- **WHAT IS BEING ASKED**
Copy the lines below as a numbered list, skipping blank lines. Start at the line that contains "like point(107, 43)." and continue through the last line.

- **DATASET ROWS**
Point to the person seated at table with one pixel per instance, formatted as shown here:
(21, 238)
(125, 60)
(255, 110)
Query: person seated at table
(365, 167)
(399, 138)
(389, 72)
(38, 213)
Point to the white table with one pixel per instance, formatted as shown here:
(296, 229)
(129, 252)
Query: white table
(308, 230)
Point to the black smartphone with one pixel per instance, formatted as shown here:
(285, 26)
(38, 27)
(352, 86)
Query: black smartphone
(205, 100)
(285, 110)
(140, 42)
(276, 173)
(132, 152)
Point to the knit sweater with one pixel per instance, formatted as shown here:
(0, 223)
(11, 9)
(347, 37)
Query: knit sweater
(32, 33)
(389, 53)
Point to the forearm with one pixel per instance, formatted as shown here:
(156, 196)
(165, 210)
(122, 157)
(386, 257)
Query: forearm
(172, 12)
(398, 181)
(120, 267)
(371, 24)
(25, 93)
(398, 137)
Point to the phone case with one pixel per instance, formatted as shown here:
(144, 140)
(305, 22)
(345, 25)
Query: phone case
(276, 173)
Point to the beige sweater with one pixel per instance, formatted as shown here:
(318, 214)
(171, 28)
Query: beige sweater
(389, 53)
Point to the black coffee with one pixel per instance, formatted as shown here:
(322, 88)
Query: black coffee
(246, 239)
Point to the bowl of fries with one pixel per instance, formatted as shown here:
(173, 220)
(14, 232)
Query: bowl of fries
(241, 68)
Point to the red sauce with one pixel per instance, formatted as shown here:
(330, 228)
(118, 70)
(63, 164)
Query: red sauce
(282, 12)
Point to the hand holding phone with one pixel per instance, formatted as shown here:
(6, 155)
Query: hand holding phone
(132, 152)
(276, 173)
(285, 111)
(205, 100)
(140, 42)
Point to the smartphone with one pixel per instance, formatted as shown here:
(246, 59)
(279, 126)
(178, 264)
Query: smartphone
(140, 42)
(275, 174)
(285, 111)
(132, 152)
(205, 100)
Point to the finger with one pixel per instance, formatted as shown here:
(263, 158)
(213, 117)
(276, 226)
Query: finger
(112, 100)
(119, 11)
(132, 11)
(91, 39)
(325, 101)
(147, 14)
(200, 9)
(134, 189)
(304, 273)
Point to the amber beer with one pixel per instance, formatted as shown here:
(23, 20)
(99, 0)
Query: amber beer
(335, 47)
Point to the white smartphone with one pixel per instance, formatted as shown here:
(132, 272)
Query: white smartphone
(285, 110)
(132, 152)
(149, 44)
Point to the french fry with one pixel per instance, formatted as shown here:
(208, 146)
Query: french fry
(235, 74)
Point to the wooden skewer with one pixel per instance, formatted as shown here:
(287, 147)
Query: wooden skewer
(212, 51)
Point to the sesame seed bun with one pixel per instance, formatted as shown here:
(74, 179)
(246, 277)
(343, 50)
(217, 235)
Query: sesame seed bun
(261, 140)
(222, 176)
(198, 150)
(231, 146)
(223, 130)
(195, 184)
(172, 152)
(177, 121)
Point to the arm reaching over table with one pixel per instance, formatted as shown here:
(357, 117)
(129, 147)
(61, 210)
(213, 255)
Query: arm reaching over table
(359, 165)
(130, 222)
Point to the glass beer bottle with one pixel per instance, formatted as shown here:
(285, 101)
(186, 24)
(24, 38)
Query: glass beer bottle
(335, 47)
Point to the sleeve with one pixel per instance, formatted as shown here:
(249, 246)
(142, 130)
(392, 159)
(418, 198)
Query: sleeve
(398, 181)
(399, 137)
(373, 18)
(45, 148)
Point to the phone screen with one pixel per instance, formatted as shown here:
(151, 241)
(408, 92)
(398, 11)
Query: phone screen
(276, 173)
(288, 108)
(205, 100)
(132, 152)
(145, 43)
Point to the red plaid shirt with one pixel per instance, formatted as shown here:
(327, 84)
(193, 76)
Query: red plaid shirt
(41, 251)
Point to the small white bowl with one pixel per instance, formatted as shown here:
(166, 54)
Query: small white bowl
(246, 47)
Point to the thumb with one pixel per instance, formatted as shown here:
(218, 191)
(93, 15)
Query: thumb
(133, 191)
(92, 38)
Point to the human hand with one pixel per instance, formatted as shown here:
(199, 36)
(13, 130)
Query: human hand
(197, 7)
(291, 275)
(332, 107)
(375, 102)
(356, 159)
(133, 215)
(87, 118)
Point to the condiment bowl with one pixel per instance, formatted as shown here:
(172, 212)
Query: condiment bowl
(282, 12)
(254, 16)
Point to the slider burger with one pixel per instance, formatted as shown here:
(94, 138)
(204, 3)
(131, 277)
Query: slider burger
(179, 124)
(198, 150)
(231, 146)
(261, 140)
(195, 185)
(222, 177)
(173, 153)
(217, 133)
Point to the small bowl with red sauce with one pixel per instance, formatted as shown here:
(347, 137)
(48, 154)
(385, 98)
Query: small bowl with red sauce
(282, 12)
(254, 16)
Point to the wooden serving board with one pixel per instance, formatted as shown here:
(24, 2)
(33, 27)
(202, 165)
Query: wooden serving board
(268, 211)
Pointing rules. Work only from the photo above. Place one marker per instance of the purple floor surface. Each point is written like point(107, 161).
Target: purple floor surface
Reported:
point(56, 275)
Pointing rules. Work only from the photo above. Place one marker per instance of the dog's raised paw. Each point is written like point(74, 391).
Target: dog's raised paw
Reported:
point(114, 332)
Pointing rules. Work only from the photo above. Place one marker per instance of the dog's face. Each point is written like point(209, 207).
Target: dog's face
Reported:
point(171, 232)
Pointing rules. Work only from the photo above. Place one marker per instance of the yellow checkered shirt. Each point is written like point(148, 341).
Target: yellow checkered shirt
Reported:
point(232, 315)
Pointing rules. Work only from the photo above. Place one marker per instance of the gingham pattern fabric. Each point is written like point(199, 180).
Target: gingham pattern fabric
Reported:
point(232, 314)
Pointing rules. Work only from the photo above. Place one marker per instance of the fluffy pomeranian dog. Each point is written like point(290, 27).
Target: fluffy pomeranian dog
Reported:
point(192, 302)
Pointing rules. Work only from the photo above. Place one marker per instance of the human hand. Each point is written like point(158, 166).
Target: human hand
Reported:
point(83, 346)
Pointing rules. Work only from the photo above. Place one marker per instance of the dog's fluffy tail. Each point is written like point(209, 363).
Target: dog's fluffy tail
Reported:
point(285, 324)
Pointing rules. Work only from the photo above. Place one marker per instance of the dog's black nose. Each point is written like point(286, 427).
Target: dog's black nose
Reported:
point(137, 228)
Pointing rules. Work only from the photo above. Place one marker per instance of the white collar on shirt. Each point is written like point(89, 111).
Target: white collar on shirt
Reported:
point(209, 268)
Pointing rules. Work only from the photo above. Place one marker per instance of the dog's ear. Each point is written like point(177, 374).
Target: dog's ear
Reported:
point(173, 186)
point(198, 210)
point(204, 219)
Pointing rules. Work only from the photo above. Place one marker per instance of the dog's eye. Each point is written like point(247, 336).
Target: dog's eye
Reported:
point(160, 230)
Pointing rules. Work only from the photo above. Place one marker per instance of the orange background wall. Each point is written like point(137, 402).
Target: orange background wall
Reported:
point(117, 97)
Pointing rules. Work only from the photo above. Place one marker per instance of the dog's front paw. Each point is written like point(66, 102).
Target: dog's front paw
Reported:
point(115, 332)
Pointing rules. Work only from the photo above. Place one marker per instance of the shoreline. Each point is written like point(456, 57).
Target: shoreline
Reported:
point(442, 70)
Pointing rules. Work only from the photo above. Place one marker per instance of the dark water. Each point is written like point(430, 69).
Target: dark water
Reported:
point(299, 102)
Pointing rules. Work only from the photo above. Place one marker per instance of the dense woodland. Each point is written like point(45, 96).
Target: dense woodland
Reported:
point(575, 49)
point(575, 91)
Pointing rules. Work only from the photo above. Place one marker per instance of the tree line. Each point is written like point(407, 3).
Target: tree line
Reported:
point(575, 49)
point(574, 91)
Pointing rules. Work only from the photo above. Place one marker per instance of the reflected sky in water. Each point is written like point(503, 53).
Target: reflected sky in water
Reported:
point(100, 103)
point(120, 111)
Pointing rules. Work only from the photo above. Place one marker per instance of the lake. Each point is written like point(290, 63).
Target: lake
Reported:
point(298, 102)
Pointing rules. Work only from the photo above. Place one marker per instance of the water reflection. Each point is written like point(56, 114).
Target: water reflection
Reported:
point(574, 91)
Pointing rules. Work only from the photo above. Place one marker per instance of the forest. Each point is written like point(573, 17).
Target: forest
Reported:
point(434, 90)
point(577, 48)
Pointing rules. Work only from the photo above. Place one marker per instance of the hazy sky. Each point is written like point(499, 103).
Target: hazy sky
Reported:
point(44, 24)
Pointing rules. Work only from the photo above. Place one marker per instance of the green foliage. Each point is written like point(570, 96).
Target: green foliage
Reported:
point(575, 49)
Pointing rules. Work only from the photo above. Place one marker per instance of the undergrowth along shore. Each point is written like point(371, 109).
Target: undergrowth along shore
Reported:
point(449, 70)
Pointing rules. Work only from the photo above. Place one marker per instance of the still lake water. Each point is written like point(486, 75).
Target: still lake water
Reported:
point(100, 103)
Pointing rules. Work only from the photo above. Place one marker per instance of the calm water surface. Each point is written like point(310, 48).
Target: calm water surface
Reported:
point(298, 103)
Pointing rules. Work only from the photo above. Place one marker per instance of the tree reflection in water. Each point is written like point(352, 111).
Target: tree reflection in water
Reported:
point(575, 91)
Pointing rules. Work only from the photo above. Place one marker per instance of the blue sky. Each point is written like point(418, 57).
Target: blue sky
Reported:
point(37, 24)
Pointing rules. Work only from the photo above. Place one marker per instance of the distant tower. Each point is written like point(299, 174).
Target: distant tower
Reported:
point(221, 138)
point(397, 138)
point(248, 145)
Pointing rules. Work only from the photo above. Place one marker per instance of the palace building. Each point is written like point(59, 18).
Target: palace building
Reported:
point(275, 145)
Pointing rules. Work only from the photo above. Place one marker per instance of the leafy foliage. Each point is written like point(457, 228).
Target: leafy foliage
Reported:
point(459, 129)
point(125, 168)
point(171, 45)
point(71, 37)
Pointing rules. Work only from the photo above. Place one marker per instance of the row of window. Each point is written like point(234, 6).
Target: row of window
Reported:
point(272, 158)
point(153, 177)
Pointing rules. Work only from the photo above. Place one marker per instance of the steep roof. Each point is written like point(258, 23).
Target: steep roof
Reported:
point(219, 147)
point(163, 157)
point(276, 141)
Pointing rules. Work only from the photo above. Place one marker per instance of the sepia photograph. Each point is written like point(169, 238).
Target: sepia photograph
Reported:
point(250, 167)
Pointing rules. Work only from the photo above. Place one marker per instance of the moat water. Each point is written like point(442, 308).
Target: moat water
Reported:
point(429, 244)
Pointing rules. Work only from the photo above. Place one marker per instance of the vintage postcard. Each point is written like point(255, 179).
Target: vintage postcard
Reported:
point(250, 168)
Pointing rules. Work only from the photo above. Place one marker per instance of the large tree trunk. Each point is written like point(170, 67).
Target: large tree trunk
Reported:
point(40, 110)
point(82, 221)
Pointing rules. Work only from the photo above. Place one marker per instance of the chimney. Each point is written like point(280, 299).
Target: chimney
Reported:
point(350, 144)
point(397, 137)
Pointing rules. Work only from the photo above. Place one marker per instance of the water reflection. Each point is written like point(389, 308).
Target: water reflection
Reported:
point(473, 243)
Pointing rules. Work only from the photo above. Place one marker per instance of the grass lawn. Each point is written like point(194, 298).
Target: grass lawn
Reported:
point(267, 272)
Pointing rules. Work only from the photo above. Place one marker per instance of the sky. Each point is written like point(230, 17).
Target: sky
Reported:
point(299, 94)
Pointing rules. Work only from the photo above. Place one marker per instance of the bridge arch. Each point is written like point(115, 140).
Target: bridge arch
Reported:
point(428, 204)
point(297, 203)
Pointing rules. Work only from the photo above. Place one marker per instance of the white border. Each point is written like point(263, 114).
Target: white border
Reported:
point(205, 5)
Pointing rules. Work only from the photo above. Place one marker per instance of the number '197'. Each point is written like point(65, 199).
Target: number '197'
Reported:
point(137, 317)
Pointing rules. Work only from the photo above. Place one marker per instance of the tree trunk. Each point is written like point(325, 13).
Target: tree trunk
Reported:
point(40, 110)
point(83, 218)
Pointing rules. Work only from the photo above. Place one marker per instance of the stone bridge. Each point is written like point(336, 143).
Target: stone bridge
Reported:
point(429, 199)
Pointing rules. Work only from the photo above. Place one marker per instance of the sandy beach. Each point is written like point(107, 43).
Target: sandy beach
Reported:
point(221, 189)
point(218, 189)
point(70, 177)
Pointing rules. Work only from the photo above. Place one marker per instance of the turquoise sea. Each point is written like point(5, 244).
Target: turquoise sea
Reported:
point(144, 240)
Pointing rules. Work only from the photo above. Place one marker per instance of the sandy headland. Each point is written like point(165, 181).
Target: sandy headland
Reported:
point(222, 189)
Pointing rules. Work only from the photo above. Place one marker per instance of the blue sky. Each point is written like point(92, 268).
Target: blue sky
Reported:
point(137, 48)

- **SOLVED PROBLEM**
1. Pointing rules. Work only from the photo above. Place one marker per instance of the sandy beach. Each point is written like point(107, 43).
2. Target: sandy beach
3. Reported:
4. point(221, 189)
5. point(218, 189)
6. point(70, 177)
7. Pointing rules. Work only from the photo above. Place one marker per instance of the turquoise sea. Each point is written like point(5, 244).
8. Target: turquoise sea
9. Reported:
10. point(144, 240)
11. Pointing rules. Work only from the photo above. Place one marker per instance of the sandy headland. Each point is written like point(165, 181).
12. Target: sandy headland
13. Reported:
14. point(222, 189)
15. Pointing rules. Work only from the photo above. Place one marker per instance of the blue sky. Each point is written like point(92, 268).
16. Target: blue sky
17. Reported:
18. point(137, 48)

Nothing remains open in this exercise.